### What the exercise asks
Reproduce exactly the lines from the top of the records below through the line holding "Target = white sausage".

### Records contained in a dataset

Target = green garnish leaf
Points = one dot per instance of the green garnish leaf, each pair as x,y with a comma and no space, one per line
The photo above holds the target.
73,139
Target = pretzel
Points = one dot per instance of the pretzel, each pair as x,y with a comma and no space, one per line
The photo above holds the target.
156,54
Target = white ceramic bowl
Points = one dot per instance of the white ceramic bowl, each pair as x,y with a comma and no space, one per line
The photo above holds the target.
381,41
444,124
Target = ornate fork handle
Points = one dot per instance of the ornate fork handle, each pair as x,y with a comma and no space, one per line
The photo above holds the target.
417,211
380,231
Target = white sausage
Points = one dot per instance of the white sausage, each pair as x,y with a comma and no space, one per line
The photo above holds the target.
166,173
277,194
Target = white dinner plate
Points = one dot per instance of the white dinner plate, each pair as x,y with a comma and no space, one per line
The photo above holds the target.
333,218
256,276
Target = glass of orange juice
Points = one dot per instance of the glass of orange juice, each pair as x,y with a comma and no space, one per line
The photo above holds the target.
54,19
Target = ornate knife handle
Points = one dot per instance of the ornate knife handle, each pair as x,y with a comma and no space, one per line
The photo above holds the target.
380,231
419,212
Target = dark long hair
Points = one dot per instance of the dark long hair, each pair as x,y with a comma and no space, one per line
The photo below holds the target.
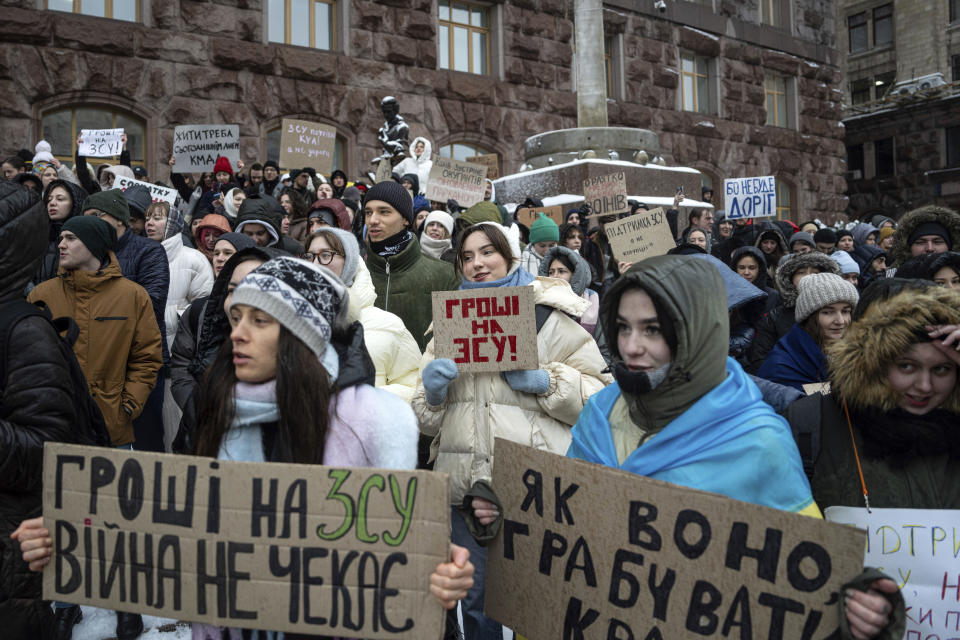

### Solution for this problem
Target = green garnish leaf
Points = one dot per instance of the green garnish leaf, each pair as x,y with a comma and no space, one per line
The photo above holds the target.
73,139
Target = pretzel
Points = one dot per instance of the pretzel, each pair as x,y with a comma and no space, one per line
The photo above holds the target.
156,54
Target = white ceramic bowl
Points = one dot per instance of the white ceramic bowl, each pair as x,y with a comma and no space, one per line
The photo above holds the target.
381,41
444,124
Target = ornate fork handle
Points = one dot per instance of the ornate fork handle, each pair as x,y with a comma and no space, one per line
The photo above holds the target.
417,211
380,231
Target = white sausage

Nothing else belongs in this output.